Collection entries
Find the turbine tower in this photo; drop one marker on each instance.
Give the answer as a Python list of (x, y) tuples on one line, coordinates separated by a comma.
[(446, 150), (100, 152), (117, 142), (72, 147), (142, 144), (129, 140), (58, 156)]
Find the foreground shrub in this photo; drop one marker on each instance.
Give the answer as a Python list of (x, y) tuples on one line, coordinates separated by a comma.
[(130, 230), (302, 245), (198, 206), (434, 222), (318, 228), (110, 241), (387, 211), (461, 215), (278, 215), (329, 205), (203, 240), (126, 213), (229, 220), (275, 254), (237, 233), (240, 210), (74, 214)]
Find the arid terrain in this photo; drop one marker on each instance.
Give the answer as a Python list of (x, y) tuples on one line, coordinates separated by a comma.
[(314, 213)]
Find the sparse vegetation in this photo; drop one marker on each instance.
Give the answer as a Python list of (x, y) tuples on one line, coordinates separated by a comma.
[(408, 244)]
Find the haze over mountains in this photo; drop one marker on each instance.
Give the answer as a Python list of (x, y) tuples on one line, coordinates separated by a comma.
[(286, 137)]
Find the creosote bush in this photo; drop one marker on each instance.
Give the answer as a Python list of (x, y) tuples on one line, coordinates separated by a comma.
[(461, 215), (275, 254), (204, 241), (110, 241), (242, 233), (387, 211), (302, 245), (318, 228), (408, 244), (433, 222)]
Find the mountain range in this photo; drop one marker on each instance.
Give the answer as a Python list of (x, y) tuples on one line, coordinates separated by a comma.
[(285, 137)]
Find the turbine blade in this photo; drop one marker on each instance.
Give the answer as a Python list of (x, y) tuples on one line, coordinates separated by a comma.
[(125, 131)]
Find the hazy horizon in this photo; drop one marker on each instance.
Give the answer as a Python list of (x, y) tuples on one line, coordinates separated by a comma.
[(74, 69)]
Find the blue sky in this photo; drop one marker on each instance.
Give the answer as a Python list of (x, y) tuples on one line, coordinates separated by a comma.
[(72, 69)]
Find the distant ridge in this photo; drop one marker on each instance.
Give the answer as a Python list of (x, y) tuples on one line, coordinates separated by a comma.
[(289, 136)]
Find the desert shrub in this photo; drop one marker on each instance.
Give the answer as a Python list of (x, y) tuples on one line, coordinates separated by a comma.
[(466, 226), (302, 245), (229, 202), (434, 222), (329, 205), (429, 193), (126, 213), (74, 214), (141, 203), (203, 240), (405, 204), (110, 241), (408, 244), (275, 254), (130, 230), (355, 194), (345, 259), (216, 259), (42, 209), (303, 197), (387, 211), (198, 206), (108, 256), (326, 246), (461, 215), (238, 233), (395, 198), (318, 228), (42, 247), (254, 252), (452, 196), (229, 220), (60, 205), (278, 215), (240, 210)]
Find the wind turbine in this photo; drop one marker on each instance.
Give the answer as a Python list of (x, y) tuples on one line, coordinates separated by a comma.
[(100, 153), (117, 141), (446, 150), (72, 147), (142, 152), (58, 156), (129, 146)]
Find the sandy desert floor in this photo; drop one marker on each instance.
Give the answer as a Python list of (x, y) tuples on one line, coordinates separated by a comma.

---

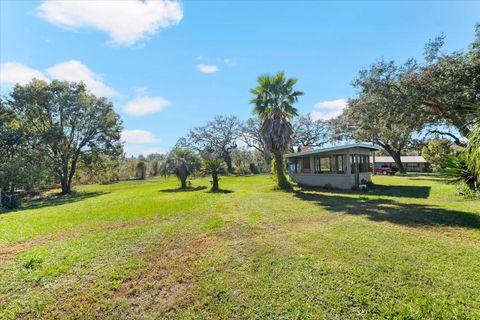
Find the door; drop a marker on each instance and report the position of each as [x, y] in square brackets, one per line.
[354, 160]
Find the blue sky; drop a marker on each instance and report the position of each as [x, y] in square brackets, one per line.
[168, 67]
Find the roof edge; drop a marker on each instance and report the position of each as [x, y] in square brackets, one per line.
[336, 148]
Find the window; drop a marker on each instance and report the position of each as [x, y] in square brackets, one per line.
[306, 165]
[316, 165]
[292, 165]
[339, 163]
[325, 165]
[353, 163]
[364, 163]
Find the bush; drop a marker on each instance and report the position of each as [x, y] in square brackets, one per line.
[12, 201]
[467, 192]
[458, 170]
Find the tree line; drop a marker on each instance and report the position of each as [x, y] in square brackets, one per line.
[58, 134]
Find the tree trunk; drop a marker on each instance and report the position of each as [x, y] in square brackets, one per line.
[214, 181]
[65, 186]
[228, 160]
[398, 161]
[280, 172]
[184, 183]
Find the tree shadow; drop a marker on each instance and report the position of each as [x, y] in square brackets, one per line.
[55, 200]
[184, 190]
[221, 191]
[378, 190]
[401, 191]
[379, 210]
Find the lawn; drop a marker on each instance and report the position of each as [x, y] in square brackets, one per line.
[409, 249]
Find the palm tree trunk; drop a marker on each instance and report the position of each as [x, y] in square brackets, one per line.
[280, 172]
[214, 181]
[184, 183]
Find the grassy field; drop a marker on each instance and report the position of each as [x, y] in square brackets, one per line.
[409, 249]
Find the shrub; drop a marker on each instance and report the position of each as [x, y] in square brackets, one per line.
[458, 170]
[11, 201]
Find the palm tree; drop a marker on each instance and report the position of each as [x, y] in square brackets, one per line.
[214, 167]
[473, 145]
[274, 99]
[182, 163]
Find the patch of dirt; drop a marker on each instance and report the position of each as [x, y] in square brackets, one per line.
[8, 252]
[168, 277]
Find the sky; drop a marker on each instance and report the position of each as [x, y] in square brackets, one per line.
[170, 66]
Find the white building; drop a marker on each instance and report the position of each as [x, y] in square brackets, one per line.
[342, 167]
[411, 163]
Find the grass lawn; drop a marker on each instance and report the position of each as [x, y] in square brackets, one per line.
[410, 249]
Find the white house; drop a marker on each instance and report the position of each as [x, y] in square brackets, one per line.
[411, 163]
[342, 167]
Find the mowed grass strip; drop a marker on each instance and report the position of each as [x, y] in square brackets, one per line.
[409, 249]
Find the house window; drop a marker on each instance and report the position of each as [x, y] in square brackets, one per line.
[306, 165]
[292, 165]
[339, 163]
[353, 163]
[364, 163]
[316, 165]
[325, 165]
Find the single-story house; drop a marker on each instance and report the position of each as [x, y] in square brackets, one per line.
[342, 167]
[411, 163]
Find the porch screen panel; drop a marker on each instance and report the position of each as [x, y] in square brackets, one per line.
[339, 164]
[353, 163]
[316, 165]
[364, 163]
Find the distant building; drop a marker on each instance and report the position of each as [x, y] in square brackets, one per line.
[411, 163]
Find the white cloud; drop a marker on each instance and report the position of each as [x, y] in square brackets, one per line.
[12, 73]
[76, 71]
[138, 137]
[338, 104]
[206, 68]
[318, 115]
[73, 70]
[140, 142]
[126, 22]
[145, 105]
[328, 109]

- Problem requirements -
Reproduce the entries above verbatim, starting with the line that contains "Find the foreground" and ending with the line that contains "[(289, 136)]", both lines included.

- Answer -
Find the foreground shrub in this photo; drop one marker on each instance.
Give the answer as a Python list of (x, y) tuples on one line, coordinates separated by a comma.
[(130, 230), (302, 245), (198, 206), (434, 222), (318, 228), (110, 241), (387, 211), (461, 215), (278, 215), (329, 205), (203, 240), (126, 213), (229, 220), (275, 254), (237, 233), (240, 210), (74, 214)]
Find the arid terrain in this photo; drop one marker on each instance.
Give the answer as a Python list of (x, y) tuples on one line, coordinates separated by a comma.
[(314, 213)]
Find the sparse vegetation in this photo; drop one marker on each instance.
Give the answer as a Python list of (x, y) tuples on one line, coordinates separated by a comma.
[(408, 244)]
Find the haze over mountains in this photo; drop one marker on each instance.
Give the answer as a Python list of (x, y) tuples on one line, coordinates separated by a comma.
[(286, 137)]
Find the creosote bush in this photo; drop one marker on each instance.
Give the answer as a Python list of (x, y) tuples on one line, coordinates separated by a comma.
[(461, 215), (275, 254), (204, 241), (110, 241), (242, 233), (387, 211), (302, 245), (318, 228), (408, 244), (433, 222)]
Find the mountain range in this photo; drop one marker on each instance.
Give the answer as a Python list of (x, y) tuples on one line, coordinates separated by a comma.
[(285, 137)]
Find the turbine blade in this photo; drop one marker on each instance.
Give the answer as a Python list of (x, y) tuples on one line, coordinates separated by a comma.
[(125, 131)]
Find the hazy horizon in this photo; drop one marker on each instance.
Give the answer as a Python list of (x, y) tuples on one line, coordinates separated by a comma.
[(74, 69)]
Find the blue sky in this photo; drop one marker on each instance.
Give the answer as a Python list of (x, y) tuples on one line, coordinates separated by a comma.
[(72, 69)]
Find the distant ridge in this photo; drop one marker on each instance.
Give the answer as a Python list of (x, y) tuples on one line, coordinates separated by a comma.
[(289, 136)]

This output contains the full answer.